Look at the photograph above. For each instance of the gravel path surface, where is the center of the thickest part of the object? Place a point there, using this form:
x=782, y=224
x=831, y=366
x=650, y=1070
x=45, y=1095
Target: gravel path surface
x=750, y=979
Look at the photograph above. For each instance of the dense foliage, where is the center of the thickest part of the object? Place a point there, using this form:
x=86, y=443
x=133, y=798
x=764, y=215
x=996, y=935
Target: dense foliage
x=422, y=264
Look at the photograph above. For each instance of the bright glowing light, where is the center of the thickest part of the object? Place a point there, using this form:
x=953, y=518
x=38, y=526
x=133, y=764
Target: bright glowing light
* * *
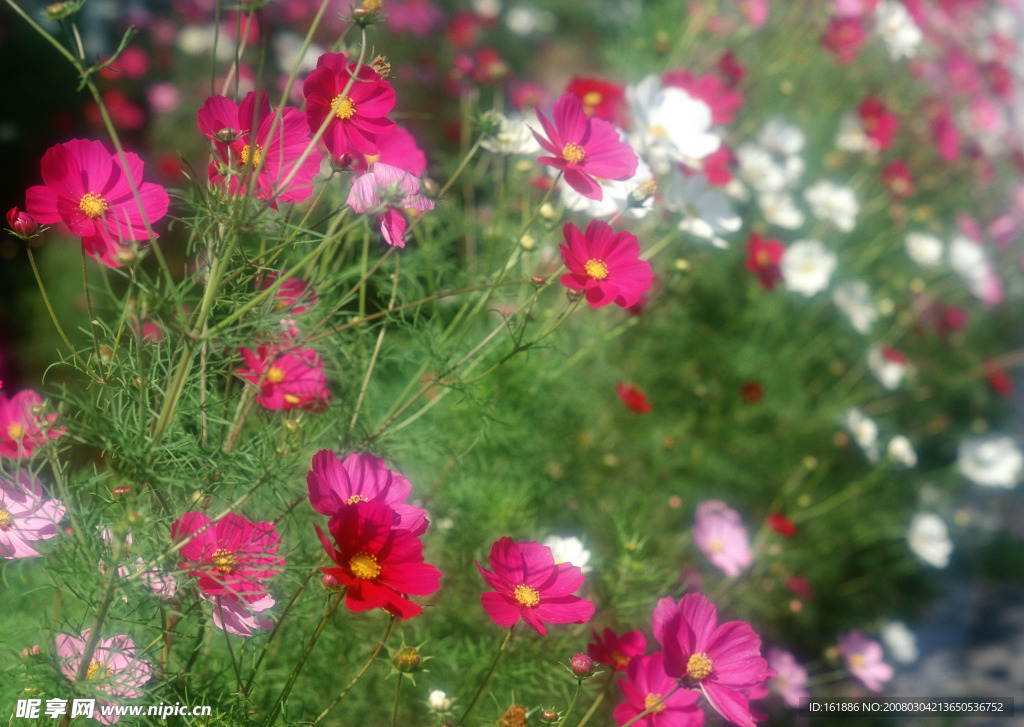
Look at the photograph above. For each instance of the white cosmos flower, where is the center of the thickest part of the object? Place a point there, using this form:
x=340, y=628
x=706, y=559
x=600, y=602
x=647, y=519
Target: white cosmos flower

● **Given instruction**: Express the lines from the one containing "Look at the photograph above. For each instance of the bright" through the one containing "Target: bright glowing light" as a Markdown table with the columns Index and Line, numbering each line and leaving out any blank lines.

● **Solution to this task**:
| Index | Line |
|---|---|
| 1 | Look at the photograph above. For each instance of the bright glowing light, where is the center of the thickest part of the object? Place a point there, using this form: |
| 2 | x=953, y=518 |
| 3 | x=38, y=526 |
| 4 | x=133, y=764 |
| 5 | Target: bright glowing light |